AIM OF THE EXERCISE:
Below are some records; return all of them exactly as they are.

THE RECORDS:
·····

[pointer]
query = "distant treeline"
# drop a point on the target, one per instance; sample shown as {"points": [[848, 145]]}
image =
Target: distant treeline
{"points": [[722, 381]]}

·····

TASK ANSWER:
[pointer]
query = "distant treeline"
# drop a point on the target, one per instance; sample shown as {"points": [[848, 145]]}
image =
Target: distant treeline
{"points": [[722, 381]]}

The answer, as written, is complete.